[Stored items]
━━━━

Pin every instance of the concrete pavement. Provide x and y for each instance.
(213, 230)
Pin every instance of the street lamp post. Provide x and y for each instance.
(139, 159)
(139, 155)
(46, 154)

━━━━

No line before the one containing "Pin every instance of the street" belongs in the answer; give again exactly that line and all lines after it through the end of the data.

Task answer
Pin every instance of the street lamp post. Provide x and y for each instance.
(139, 159)
(139, 155)
(46, 154)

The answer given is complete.